* _Required task_: Update the rows starting at the line that contains "Where can the diced potato" and ending at the line that contains "x=958, y=315" by replacing "diced potato" with "cubed potato", and give back only those rows with everything else unchanged.
-- Stored rows start --
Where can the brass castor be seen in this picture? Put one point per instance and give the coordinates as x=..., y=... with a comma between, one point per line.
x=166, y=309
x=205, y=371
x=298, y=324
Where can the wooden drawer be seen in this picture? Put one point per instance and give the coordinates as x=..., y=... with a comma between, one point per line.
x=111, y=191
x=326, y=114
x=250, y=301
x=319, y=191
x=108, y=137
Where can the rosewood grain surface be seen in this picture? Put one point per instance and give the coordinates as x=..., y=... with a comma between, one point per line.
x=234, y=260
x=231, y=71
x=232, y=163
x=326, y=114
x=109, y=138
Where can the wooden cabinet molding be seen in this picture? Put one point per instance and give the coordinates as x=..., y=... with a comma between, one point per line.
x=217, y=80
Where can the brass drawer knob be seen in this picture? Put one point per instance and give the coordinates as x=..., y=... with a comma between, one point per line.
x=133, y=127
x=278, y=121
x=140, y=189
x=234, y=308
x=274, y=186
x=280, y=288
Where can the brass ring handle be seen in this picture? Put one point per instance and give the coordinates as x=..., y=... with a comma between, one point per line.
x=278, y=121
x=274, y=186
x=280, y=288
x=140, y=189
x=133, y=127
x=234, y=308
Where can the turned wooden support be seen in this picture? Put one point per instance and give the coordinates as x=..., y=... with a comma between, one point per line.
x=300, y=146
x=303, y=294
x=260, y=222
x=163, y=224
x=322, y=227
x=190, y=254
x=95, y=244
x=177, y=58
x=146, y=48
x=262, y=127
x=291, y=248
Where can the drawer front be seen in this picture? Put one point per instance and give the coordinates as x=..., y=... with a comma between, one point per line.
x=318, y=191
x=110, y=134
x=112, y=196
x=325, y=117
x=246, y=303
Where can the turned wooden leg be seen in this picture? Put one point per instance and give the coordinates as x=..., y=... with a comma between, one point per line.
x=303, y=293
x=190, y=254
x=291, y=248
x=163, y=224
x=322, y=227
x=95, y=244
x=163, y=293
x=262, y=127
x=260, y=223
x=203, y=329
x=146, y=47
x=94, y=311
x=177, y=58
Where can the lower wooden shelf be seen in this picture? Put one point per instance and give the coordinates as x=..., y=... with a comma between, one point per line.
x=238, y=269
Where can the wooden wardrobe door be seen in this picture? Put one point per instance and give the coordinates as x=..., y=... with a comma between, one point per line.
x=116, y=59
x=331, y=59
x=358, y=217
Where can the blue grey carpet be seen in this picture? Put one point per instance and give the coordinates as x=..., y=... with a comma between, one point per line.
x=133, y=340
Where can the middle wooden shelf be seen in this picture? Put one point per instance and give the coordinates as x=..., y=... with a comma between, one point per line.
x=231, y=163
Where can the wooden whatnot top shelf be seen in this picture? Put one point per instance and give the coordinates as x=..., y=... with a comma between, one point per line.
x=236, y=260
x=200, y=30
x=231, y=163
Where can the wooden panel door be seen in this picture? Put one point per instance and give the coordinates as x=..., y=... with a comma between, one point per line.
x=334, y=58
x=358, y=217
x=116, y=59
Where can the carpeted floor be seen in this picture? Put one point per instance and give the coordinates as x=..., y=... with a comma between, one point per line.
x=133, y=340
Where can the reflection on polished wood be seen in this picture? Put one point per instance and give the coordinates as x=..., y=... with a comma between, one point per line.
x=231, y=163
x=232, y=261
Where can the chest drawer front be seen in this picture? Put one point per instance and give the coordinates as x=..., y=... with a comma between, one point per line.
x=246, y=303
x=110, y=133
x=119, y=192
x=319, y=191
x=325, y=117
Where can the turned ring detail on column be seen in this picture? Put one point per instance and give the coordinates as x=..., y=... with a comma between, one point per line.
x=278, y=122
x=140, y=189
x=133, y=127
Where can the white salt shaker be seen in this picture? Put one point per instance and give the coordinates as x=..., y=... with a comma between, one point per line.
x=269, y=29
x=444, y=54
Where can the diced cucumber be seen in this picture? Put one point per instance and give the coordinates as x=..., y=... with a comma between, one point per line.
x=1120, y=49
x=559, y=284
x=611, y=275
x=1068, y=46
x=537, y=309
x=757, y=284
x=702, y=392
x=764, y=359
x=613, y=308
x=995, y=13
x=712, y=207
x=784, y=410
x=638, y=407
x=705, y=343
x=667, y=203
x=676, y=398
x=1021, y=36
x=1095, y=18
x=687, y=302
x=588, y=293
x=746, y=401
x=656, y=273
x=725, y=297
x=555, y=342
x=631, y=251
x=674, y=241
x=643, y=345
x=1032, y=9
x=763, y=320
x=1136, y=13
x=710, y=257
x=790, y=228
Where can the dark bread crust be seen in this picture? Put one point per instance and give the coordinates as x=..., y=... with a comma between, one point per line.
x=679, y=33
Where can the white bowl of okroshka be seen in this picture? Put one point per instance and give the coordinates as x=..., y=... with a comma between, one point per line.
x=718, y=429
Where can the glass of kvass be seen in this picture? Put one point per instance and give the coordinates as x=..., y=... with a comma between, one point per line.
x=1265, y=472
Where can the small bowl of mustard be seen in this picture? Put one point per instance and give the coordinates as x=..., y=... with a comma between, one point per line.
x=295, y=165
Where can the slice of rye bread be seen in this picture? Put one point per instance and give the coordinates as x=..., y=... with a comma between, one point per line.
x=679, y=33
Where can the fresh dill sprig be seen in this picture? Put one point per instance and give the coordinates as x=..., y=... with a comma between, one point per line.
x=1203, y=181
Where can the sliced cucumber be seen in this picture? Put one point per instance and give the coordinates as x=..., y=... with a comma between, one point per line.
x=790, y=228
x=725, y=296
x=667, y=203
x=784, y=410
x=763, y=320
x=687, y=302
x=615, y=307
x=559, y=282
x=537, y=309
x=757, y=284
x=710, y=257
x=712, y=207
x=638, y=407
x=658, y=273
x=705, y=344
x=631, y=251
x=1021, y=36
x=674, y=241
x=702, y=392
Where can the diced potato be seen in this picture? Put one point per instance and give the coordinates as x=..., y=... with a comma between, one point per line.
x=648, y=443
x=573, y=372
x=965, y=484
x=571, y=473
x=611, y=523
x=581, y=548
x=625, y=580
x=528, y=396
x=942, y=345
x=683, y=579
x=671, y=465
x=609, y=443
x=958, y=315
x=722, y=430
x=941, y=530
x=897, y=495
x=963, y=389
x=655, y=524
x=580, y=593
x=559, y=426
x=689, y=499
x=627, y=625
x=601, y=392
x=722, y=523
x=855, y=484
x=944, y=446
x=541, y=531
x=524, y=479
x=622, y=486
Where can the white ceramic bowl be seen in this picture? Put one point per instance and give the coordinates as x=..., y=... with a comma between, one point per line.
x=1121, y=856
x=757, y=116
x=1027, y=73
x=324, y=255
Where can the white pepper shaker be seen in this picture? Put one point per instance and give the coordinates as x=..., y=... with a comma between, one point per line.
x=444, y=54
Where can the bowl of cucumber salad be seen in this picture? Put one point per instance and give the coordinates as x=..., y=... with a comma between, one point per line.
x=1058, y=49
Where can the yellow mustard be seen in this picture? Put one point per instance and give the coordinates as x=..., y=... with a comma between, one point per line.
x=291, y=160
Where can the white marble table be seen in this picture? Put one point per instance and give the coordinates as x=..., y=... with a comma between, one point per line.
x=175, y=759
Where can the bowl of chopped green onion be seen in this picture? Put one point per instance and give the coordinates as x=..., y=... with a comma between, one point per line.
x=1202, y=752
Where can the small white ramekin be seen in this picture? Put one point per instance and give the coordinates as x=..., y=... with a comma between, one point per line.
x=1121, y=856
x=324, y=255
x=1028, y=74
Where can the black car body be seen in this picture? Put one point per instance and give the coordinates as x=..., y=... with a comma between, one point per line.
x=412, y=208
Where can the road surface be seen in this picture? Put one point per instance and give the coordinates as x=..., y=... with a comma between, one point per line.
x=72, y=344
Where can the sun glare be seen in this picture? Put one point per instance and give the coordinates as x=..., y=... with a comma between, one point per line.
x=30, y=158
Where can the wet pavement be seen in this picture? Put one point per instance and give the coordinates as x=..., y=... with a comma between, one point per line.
-- Stored rows end --
* _Completed exercise_:
Where can the cubed potato be seen in this picture? Put one point per instance and give the coordinates as x=..., y=... with a comma between, one point per line.
x=648, y=443
x=573, y=372
x=965, y=484
x=571, y=473
x=611, y=523
x=581, y=548
x=625, y=580
x=528, y=396
x=942, y=345
x=683, y=579
x=671, y=465
x=609, y=443
x=958, y=315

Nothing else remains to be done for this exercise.